WORK INSTRUCTIONS:
Render this sentence from the Don Howe profile in Spanish: "From 1957 to 1959, Howe played 23 times for England and appeared in the 1958 World Cup Finals in Sweden."
------ GIVEN TEXT ------
If ever there was a man to epitomise the expression, ‘Steady Eddie’, it was Don Howe.
A more unadventurous player, coach or manager would be difficult to find over the last sixty years or so, and yet Don Howe was universally respected within the football world as both a great tactician and a gentleman.
One could, if one was being a little uncharitable and mischievous as well, even say that Howe characterised the club he served so well in three different spells – Arsenal.
He was staid, upright, well-presented and turned out, and very, very “1-0” in personality.
Donald Howe was born in Wolverhampton in 1935 and made a career as a steady player in the stripes of West Bromwich Albion for whom he played for a dozen years. Joining the Baggies straight from school, Howe had to wait until he was almost 20 years of age before making his debut in 1955.
In total, Howe was to play 379 league and cup games for West Brom and score a total of 19 goals. It was during this period that Howe first gained a reputation for steadiness. A disciplined yet energetic full-back, Howe was even then at this early point in his career taking an interest in tactics and coaching.
From 1957 to 1959, Howe played 23 times for England and appeared in the 1958 World Cup Finals in Sweden.
In 1964, he was head-hunted by Arsenal manager, Billy Wright, and was made club captain upon signing for the Gunners.
------ DATA EXCERPTS ------
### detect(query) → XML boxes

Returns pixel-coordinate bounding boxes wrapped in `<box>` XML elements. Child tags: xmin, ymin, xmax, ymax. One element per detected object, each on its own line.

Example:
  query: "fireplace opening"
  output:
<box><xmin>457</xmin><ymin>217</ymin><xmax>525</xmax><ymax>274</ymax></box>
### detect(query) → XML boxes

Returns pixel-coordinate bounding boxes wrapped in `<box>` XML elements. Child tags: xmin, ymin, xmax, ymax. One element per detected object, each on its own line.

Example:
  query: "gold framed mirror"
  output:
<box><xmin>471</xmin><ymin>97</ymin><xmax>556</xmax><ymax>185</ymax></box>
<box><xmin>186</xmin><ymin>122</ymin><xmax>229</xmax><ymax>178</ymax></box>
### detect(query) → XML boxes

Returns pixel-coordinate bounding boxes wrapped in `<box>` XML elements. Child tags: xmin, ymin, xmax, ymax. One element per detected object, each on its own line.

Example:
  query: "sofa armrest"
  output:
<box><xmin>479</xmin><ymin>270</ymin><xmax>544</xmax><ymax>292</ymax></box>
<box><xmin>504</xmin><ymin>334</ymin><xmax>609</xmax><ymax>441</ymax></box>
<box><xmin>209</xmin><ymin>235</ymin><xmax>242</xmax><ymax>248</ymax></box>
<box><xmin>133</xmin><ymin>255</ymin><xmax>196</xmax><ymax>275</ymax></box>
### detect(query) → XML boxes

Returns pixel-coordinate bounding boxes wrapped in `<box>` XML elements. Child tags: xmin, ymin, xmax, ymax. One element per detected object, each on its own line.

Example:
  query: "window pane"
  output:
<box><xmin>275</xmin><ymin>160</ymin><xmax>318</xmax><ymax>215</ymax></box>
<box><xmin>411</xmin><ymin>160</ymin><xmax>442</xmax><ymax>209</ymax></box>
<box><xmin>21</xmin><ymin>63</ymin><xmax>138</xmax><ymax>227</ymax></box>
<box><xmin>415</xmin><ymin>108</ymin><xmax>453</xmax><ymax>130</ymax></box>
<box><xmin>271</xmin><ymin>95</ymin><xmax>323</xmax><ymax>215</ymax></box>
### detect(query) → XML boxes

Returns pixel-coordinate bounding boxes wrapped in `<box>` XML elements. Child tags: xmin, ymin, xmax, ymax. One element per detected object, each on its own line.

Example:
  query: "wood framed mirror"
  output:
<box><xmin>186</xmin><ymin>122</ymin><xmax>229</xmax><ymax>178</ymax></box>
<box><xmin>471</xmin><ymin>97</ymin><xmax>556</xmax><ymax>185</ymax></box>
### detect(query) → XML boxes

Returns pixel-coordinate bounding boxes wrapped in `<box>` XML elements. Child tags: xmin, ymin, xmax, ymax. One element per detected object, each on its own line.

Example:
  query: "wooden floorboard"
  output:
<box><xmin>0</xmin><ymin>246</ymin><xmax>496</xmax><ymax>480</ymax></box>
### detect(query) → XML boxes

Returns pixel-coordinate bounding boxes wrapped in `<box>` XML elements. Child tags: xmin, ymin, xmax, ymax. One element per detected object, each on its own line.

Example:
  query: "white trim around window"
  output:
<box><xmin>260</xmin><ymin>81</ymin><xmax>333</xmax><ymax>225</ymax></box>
------
WRITTEN ANSWER:
De 1957 a 1959, Howe jugó 23 veces con Inglaterra y participó en la fase final de la Copa del Mundo de 1958 en Suecia.